■ WORK TO DO:
The records below must be copied in full; omit the images.

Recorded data
## BEGIN

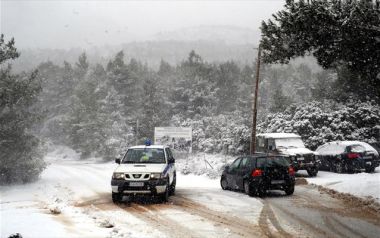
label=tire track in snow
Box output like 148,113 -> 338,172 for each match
171,195 -> 265,237
123,203 -> 199,238
259,200 -> 293,238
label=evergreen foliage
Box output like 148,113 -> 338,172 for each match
0,35 -> 45,184
259,99 -> 380,149
261,0 -> 380,97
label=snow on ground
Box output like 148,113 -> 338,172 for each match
0,147 -> 380,238
0,147 -> 240,237
300,167 -> 380,202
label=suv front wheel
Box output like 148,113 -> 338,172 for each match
244,181 -> 254,197
160,178 -> 170,203
112,192 -> 122,203
306,167 -> 318,177
169,173 -> 177,195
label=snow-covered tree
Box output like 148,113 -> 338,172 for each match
0,35 -> 45,184
261,0 -> 380,96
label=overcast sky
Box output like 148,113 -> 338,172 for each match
1,0 -> 284,48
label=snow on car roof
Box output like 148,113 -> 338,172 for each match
129,145 -> 167,149
316,140 -> 378,155
257,133 -> 301,139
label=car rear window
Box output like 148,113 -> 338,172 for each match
256,156 -> 289,168
347,145 -> 365,153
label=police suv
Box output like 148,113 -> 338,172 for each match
111,143 -> 176,203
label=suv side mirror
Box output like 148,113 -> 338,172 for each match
168,158 -> 175,164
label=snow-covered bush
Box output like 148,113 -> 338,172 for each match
258,100 -> 380,149
176,153 -> 235,179
176,113 -> 251,154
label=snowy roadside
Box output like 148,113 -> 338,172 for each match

## END

■ WRITTEN RESPONSE:
label=tire track in snow
Box output like 148,113 -> 338,172 for each match
171,195 -> 265,237
123,203 -> 199,238
259,200 -> 293,238
label=evergreen foliage
Box output like 148,113 -> 338,172 for each match
0,35 -> 45,184
259,99 -> 380,149
261,0 -> 380,97
label=snow on ground
Box output like 148,113 -> 338,172 for each match
0,147 -> 380,238
0,147 -> 240,237
300,167 -> 380,202
label=suv front wheel
Box output like 148,113 -> 338,172 for each match
244,181 -> 254,197
160,178 -> 170,203
112,192 -> 122,203
306,167 -> 318,177
169,173 -> 177,195
label=snow-covered tree
Box output like 148,113 -> 338,172 for each match
0,35 -> 45,184
261,0 -> 380,96
label=overcast sky
Box output like 148,113 -> 338,172 for each match
1,0 -> 284,48
label=snow on car roof
Box output like 148,113 -> 338,172 for each match
129,145 -> 167,149
316,140 -> 378,155
257,133 -> 301,139
label=car rear window
Box output like 148,113 -> 338,172 for each match
256,156 -> 289,168
347,145 -> 365,153
label=police suv
Box output like 148,113 -> 338,172 for each match
111,143 -> 176,203
label=suv side mirror
Box output like 148,113 -> 338,172 for each match
168,158 -> 175,164
label=snow-covered bush
Box output like 148,113 -> 338,172 for each match
258,100 -> 380,149
176,153 -> 235,179
176,113 -> 251,154
label=snowy roadside
Box output like 148,113 -> 338,172 for each match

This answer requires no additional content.